-------- Extrait du document --------

Art. I. Tout propriétaire d'un ci-devant fief, lequel ne consistera qu'en domaines corporels tels que maisons terres, prés, bois, et autres de même nature, pourra racheter divisément les droits casuels dont il est grevé, pour telle portion qu'il jugera à propos, pourvu qu'il rachete en même-tems la totalité des redevances fixes et annuelles dont son fief pourroit être grevé, sans préjudice de l'exception portée au décret du 14 novembre, relativement aux fiefs mouvans des biens nationaux. Décrété.

II. Il en sera usé de même à l'égard des ci-devant fiefs qui ont sous eux des fonds tenus en fief ou en censive, lorsque lesdites mouvances auront été inféodées par le propriétaire du fief supérieur, ou lorsque lesdits fiefs seront régis par des usages fondés sur une jurisprudence constante ou par les coutumes dans lesquelles le seigneur supérieur ne conserve aucun droit utile immédiat sur les objets qui ont été sous-inféodés ou accensés par le propriétaire du fief inférieur, encore que le jeu de fief n'ait point été approuvé ou reconnu par le seigneur supérieur. Décrété.

III. Lorsqu'il dépendra du fief des mouvances qui n'auront point été inféodées par le ci-devant seigneur supérieur, et lorsque ce fief sera situé dans un pays où le jeu de fief ne peut porter préjudice à ce ci-devant seigneur supérieur, le propriétaire du fief inférieur ne pourra racheter partiellement les droits casuels sur les domaines qui sont restés dans sa main, , que jusques à concurrence de la portion dont la loi qui régit le fief lui avoit permis de se jouer, en comprenant dans ce calcul les portions déja par lui accensées ou inféodées; en telle sorte qu'il reste toujours dans sa main la portion entiere que la loi l'auroit obligé de réserver; si mieux il n'aime racheter préalablement les droits casuels à raison de la totalité des mouvances non-inféodées dépendantes de son fief, auquel cas, et après avoir effectué ledit rachat, il pourra racheter librement et partiellement le surplus de son fief, et pour telle portion qu'il jugera à propos.

--------

● **Consigne 1**
Comptez les lignes des enregistrements qui contiennent la chaîne « plate », puis indiquez uniquement ce nombre.
Le texte et les enregistrements n'ont aucun rapport entre eux.

-------- Données de l'exercice --------

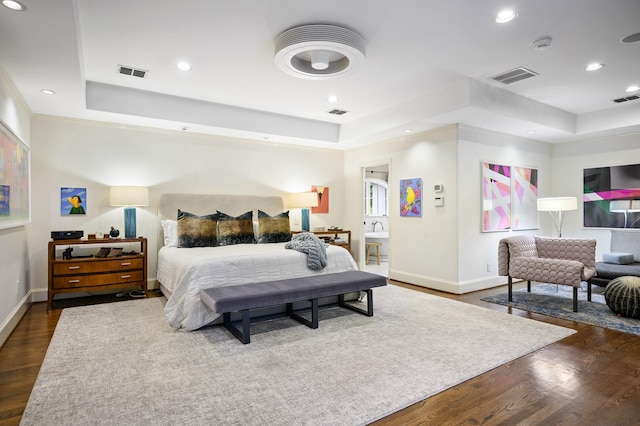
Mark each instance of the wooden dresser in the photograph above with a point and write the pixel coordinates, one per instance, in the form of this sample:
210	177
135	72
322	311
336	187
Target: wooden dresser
96	273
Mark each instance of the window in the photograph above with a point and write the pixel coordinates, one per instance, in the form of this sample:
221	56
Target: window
376	202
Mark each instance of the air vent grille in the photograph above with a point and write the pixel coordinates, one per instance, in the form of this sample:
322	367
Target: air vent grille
134	72
516	74
626	98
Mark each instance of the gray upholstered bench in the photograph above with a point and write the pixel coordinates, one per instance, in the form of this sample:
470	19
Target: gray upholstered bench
242	298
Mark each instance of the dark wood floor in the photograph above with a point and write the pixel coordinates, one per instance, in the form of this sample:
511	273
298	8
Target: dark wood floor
589	378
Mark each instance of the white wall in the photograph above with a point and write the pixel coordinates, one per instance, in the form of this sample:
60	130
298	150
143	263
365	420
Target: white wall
569	161
74	153
14	260
422	250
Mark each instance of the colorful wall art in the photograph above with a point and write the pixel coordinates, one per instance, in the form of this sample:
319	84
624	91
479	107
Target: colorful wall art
323	199
496	197
524	198
411	197
73	201
611	197
15	175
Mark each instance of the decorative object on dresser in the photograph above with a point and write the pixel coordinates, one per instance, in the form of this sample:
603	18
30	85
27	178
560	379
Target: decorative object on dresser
129	197
108	268
303	201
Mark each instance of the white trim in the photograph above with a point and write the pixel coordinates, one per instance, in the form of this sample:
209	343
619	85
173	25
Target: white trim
14	318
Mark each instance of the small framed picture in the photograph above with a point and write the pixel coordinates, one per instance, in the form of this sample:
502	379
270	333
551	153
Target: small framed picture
73	201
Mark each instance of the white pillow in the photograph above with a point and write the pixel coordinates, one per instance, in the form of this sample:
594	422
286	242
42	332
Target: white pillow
170	230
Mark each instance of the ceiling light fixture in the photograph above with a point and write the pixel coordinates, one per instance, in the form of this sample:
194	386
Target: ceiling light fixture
595	66
505	16
183	66
319	51
14	5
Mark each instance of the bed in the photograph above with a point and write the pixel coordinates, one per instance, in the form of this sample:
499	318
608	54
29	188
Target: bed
183	272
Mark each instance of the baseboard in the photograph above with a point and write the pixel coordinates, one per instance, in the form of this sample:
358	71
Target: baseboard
14	318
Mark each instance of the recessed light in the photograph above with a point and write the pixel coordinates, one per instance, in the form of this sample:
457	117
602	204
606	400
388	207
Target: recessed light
505	16
14	5
183	66
595	66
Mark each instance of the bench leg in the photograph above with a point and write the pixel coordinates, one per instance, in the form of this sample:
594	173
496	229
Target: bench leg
245	335
314	314
368	312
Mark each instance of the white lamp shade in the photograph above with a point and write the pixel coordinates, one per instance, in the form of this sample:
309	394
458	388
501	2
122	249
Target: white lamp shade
302	200
129	196
557	204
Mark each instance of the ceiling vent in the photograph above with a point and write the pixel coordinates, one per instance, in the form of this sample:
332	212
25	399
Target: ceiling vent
122	69
319	51
626	98
514	75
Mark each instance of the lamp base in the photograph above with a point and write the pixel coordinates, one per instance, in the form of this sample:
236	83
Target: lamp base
129	222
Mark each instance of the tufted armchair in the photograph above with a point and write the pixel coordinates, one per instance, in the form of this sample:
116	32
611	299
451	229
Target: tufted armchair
566	261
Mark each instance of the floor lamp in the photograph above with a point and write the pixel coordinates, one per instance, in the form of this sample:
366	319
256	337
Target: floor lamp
129	197
558	205
303	201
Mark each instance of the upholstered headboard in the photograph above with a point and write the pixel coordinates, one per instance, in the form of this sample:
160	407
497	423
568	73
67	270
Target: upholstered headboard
203	204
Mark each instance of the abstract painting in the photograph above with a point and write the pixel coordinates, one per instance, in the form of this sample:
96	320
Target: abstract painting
496	197
524	198
611	197
411	197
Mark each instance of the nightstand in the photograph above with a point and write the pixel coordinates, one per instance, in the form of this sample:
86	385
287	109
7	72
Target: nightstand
81	274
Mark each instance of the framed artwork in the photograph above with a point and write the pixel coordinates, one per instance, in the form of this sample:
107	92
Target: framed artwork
496	197
411	197
323	199
524	198
73	201
15	180
611	197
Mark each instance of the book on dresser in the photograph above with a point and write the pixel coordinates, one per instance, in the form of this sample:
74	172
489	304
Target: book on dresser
76	266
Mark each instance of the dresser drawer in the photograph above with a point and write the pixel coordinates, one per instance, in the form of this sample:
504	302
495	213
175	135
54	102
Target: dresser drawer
97	266
97	280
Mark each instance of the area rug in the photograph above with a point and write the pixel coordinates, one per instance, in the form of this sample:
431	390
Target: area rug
120	363
557	301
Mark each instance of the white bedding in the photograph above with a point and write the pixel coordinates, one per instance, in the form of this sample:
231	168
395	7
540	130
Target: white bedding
185	271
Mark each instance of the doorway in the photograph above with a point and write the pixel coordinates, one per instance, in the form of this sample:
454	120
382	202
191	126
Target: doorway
376	219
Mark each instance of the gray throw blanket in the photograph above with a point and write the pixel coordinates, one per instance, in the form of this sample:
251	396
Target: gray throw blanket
315	248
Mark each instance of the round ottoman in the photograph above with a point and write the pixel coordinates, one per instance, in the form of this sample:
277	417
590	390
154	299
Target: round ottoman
622	295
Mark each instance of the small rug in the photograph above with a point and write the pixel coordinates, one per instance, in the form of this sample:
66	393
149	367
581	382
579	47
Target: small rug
120	363
551	300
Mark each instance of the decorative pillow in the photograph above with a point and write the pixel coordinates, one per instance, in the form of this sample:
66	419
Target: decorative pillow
273	229
197	231
618	258
170	231
235	230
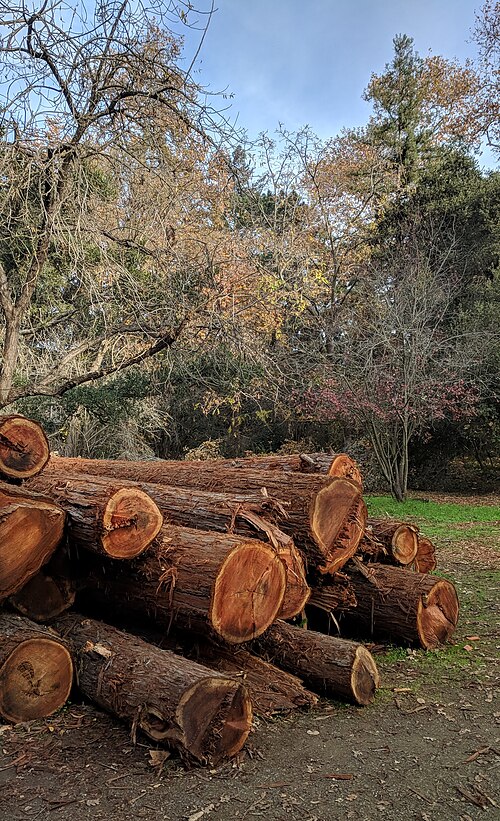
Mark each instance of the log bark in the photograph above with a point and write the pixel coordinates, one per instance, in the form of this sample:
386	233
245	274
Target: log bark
24	449
36	670
106	517
425	559
30	531
325	516
206	715
334	667
400	604
400	539
206	581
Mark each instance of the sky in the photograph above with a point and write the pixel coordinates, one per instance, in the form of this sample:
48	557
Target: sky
307	62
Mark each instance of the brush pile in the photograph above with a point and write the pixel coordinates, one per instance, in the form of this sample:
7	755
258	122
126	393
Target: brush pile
205	564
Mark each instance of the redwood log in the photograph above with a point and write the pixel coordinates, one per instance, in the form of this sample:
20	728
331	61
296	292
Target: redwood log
30	531
36	670
400	539
106	517
335	667
326	516
229	584
425	559
24	449
403	605
206	715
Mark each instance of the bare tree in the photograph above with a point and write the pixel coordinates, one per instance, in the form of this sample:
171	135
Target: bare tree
104	137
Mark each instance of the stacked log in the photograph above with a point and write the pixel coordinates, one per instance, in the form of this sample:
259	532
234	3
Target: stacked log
210	558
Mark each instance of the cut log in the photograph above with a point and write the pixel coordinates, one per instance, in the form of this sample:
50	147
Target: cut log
297	591
402	605
425	559
225	583
30	531
325	516
36	670
24	449
106	517
173	700
334	667
399	538
48	594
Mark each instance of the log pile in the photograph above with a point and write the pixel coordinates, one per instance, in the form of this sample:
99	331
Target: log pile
202	563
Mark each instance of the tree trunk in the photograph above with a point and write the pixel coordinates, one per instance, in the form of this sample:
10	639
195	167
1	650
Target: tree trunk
24	449
36	670
206	715
105	517
425	559
332	666
228	584
30	531
402	605
48	594
400	539
326	516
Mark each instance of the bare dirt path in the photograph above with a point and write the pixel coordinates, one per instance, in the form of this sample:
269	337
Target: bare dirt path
428	748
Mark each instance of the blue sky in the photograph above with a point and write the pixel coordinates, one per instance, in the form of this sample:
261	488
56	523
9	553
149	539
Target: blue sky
308	61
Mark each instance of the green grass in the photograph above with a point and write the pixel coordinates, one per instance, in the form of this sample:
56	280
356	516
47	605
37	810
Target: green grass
436	519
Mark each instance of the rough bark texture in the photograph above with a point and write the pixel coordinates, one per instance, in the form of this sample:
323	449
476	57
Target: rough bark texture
329	665
425	559
402	605
232	585
36	670
24	449
30	531
206	715
106	517
326	516
400	539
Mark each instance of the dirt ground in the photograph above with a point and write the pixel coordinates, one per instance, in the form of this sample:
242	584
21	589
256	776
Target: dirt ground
428	748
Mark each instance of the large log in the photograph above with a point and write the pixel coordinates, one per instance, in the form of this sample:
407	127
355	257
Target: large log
30	531
24	449
425	558
173	700
403	605
400	539
334	667
228	584
325	516
106	517
36	670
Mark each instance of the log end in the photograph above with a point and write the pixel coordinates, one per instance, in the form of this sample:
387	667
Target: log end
35	680
131	521
24	449
30	531
437	615
365	677
214	718
248	592
405	544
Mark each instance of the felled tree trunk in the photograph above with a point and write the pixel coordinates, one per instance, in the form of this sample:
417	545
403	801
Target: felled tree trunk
228	584
36	670
48	594
30	531
325	516
105	517
206	715
400	539
425	559
329	665
24	449
403	605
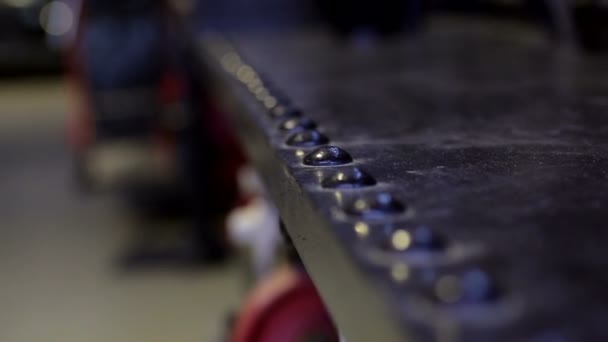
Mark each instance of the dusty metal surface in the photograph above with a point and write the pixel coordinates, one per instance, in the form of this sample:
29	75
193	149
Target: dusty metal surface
469	197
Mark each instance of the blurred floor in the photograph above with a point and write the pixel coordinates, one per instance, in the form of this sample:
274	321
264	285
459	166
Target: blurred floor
58	248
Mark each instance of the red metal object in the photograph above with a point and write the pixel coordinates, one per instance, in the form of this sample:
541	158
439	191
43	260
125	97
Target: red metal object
284	308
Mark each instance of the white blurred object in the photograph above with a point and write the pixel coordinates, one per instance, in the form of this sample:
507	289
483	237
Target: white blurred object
60	20
255	226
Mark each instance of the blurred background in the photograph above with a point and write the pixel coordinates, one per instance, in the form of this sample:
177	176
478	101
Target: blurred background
119	175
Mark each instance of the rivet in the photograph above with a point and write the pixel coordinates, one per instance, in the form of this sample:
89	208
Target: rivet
352	178
379	205
327	156
307	138
297	123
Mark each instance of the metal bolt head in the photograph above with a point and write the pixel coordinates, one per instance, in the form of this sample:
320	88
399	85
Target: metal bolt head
296	123
347	179
327	156
376	206
307	138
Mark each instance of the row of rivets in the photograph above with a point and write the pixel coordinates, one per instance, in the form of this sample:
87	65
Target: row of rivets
470	286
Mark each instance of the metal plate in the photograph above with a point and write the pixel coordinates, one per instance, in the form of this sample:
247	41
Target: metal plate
488	147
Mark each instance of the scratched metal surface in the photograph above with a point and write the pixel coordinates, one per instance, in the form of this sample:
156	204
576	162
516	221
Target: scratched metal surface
494	142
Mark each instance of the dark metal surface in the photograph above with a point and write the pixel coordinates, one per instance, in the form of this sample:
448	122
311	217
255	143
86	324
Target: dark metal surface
476	199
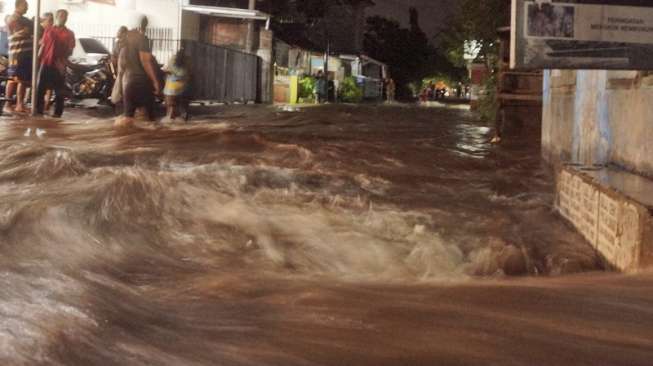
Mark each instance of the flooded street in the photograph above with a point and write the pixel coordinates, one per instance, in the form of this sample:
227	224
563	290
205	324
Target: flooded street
335	235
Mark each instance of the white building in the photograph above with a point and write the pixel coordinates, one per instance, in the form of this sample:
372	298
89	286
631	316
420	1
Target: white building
169	20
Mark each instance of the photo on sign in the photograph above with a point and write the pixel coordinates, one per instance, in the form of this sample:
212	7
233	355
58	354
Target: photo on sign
569	34
550	21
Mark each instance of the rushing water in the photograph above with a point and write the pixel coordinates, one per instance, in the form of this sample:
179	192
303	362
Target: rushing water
329	236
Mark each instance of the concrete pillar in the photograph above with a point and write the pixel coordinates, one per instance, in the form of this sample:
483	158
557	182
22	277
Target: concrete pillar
265	68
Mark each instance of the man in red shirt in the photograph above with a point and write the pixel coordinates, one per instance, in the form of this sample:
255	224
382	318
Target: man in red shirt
56	46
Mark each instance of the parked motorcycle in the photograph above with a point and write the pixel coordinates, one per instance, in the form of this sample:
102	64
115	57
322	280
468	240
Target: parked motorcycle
95	81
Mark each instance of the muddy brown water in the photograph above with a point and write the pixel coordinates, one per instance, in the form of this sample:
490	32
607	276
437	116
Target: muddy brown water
330	236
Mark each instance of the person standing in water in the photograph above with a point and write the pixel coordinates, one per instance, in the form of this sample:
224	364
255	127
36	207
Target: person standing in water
21	45
56	46
177	75
139	80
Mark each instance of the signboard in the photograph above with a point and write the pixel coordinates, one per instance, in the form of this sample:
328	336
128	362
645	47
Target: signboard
582	34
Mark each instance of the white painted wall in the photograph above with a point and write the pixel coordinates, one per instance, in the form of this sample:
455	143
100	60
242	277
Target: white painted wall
88	18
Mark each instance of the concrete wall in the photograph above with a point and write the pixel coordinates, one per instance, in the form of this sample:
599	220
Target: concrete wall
599	117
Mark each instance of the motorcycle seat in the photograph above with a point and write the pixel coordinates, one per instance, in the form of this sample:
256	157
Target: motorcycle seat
84	68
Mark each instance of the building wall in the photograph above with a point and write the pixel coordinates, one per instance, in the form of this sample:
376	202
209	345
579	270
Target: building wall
599	117
225	32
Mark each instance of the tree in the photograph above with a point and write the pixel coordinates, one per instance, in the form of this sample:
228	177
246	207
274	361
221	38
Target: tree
407	52
475	25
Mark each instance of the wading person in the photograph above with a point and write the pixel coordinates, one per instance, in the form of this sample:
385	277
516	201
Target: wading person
118	64
175	90
21	43
139	80
56	46
319	90
47	21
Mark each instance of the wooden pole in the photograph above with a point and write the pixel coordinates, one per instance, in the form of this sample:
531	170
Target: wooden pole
35	56
249	42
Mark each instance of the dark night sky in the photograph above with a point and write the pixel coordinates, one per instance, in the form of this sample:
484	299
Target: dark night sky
432	13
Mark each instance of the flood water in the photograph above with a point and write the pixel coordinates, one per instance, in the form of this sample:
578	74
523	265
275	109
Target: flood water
330	236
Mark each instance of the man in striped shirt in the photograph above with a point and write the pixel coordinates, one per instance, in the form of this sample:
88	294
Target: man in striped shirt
20	54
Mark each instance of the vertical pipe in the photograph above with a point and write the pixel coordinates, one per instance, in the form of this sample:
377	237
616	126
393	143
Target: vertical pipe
35	54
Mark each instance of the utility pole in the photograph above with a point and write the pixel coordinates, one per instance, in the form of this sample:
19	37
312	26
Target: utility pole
249	46
35	56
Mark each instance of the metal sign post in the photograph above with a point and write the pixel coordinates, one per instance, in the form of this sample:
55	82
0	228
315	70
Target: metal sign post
35	55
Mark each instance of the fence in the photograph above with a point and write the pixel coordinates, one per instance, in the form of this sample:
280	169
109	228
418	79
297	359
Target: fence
222	74
219	74
162	48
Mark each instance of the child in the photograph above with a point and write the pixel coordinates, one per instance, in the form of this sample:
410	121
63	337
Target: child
177	74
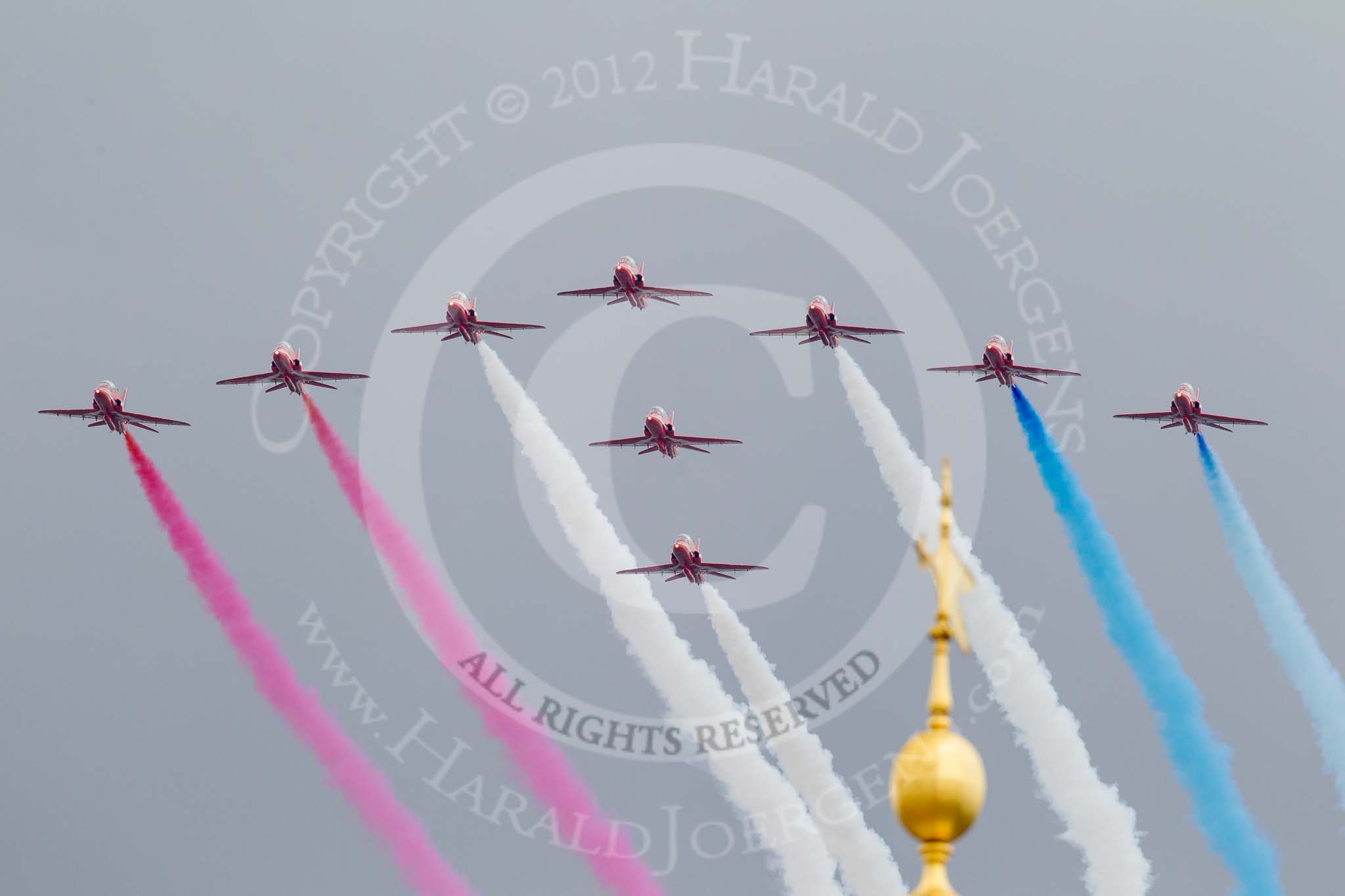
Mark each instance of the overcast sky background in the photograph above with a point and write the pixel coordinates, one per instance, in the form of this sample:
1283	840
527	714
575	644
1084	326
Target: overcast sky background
173	171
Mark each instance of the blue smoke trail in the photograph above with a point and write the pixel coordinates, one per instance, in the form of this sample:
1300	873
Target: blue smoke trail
1290	636
1200	758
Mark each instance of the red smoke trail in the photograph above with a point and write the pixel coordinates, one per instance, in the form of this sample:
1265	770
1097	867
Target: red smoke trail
349	769
549	774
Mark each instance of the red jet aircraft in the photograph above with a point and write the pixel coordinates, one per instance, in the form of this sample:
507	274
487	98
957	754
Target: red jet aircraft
287	371
688	565
108	412
1185	412
460	323
661	437
628	286
997	364
821	326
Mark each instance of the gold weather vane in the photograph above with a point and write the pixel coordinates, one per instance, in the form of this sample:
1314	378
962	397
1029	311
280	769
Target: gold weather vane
938	781
951	576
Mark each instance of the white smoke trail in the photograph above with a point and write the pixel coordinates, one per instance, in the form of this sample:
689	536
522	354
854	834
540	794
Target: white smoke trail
866	864
1098	822
688	685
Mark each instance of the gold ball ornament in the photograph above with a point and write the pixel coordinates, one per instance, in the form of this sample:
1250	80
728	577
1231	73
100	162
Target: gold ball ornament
938	785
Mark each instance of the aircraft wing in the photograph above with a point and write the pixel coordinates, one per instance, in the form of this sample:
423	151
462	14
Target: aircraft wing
499	326
1231	421
82	413
877	331
596	291
658	570
783	331
704	440
250	378
1155	416
665	291
1042	371
426	328
730	567
328	375
632	441
962	368
147	418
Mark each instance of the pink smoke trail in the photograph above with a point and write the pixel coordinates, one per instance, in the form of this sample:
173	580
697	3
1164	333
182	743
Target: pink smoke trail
548	771
349	769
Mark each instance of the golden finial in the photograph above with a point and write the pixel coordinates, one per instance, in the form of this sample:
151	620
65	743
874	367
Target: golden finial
938	781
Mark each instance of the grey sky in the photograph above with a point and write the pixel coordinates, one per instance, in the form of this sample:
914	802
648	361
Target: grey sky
173	171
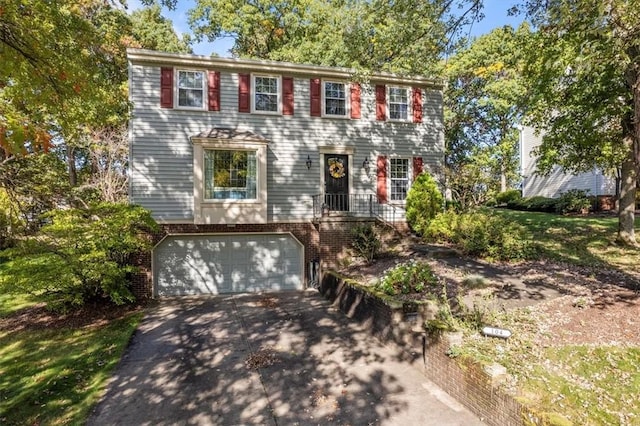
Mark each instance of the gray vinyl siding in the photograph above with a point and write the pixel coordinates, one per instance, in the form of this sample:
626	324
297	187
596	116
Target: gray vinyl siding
558	180
162	154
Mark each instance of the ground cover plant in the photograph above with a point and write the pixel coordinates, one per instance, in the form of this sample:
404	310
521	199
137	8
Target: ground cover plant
54	368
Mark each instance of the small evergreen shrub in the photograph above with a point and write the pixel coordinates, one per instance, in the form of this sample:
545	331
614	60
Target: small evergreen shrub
407	278
508	196
366	242
573	201
483	235
424	202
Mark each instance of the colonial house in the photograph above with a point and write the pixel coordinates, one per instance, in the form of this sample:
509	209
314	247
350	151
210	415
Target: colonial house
257	170
559	180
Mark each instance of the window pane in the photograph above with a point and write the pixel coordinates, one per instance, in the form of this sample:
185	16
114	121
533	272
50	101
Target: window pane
230	175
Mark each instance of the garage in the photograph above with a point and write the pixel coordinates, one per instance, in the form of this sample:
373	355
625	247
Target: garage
227	263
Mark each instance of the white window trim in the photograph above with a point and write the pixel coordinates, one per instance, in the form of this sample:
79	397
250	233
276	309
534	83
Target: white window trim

--------

● **Consigne 2**
Répondez aux questions suivantes d'après l'extrait sur le rachat des droits casuels des fiefs.
(a) Selon l'article I, de quelle date est le décret qui porte une exception relative aux fiefs mouvants des biens nationaux ?
(b) Selon l'article II, quels fonds les ci-devant fiefs concernés ont-ils sous eux ?
(c) Selon l'article III, jusqu'à quelle limite le propriétaire du fief inférieur peut-il racheter partiellement les droits casuels sur les domaines restés dans sa main ?

● **Bonne réponse 1**
2

● **Bonne réponse 2**
(a) Du 14 novembre.
(b) Des fonds tenus en fief ou en censive.
(c) Jusqu'à concurrence de la portion dont la loi qui régit le fief lui avait permis de se jouer, en comptant les portions qu'il a déjà accensées ou inféodées.